Before any coding is done, a set of representative
test cases with known solutions should be
created.
QUALIFICATIONS
To complete this project, the student must know
(or be willing to learn) the required elements of
JavaScript, HTTP, Perl (or PHP), XHTML, AJAX, CSS,
mySQL and possibly HTML 5. The GA itself can be
implemented using Python or
Perl libraries.
Dr. Maner: Hartman Value Profile for BGSU Core
Values
This project presupposes some knowledge of
symbolic logic as taught, for example, in PHIL
3030.
Dr. Lee: Information
Visualization
OBJECTIVE
The goal of this project is to develop new ways to
visualize useful information in 2D and 3D data such
as medical data (e.g., CT and MRI scans). The project
will involve literature reviews in visualization and
develop new ways to show changes in the
data.
USEFUL BACKGROUND
2D and/or 3D graphics.
Dr. Lee: Computer Vision with GPU
Computing
OBJECTIVE
The goal of this project is to implement a
computer vision algorithm using Cg/CUDA-based GPU
programming language. In particular, the project will
involve GPU implementation of an existing satellite
image structural segmentation
algorithm.
USEFUL BACKGROUND
2D Graphics with OpenGL/GLUT, image processing,
GPU programming.
ADDITIONAL NOTES
Dr. Lee has other graphics-related projects.
Dr. Zimmerman: MS Access
Database
OBJECTIVE
Work with the Sidney A. Ribeau President's Leadership Academy
( http://www.bgsu.edu/offices/sa/pla/ ) to upgrade
their program technology infrastructure. This would
include: design and implementation of a new MS Access
Database, assessing and upgrading an existing
database, updating their website (including an
electronic application submission form
process).
START DATE
Project could be started in the summer and would
continue in the Fall.
Dr. Zimmerman: Parallel Graph
Algorithms
OBJECTIVE
Adapt or retool code that generates families of
Graphs/DiGraphs according to user specified
parameters and then allows algorithms to be executed
on those graphs. This would likely involve: the BGSU
cluster and the new SMP machine, but could also
involve use of machines at OSC.
USEFUL
BACKGROUND
MPI, graph theory
ADDITIONAL
NOTES
This would be an ideal project for someone who
enjoyed CS 4170 and CS 6120
Dr. Zimmerman: iOS
VRML
OBJECTIVE
We have been investigating the use of 3D graphics
as a component in the delivery of instructions for
construction tasks, e.g. build a Lego model. We have
principally been using VRML to generate the graphics
as well as to provide some of the user interaction
capabilities. This project would be to develop 1) a
new 3D construction task model and 2) a task
presentation environment in VRML/X3D. Experiment
design and preliminary testing as time
allows.
USEFUL BACKGROUND
3D Graphics
Dr. Zimmerman: Mobile Game Implementation -- Part
II
OBJECTIVE
A local entrepreneur has created a board game that
he wishes to move to a computerized version. The game
engine is complete. Part II will require
refining/revamping the front end user interface and
extending the game for network play. This project
would require learning to use the iOS application
development framework.
ADDITIONAL
NOTES
This is a continuation of a project started by a
former grad student.
Dr. Zimmerman: Mobile Game Implementation -- Game
AI Subsystem
OBJECTIVE
A local entrepreneur has created a board game that
he wishes to move to a computerized version. The game
engine is complete. This project would involve
developing an AI subsystem for the related project.
This would allow a player to play against a
computerized opponent. This project would require
learning to use the iOS application development
framework.
Dr. Zimmerman: Mobile Game Implementation -- Port
to Android
OBJECTIVE
A game engine has been developed using sqlite.
This project would first require developing a version
for the Android platform. Several next steps would be
possible including: developing an AI subsystem,
creating a network version, other. This project would
require learning to use the Android SDK. A game
engine has been developed using sqlite. This project
would first require developing a version for the
Android platform. Several next steps would be
possible including: developing an AI subsystem,
creating a network version, other. This project would
require learning to use the Android SDK.

▶ [What this exercise asks]
(A) Reproduce the portion of the project descriptions that begins at "Dr. Zimmerman: Parallel" and stops after "machines at OSC.".
(B) In the project descriptions, which two BGSU machines would the parallel graph algorithms project likely use?
The items after this point are separate material with no connection to the project descriptions.

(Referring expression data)

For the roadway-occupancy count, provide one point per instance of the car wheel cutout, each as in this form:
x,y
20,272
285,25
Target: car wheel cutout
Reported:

▶ [Responses for each task]
(A)
Dr. Zimmerman: Parallel Graph
Algorithms
OBJECTIVE
Adapt or retool code that generates families of
Graphs/DiGraphs according to user specified
parameters and then allows algorithms to be executed
on those graphs. This would likely involve: the BGSU
cluster and the new SMP machine, but could also
involve use of machines at OSC.

(B) The BGSU cluster and the new SMP machine.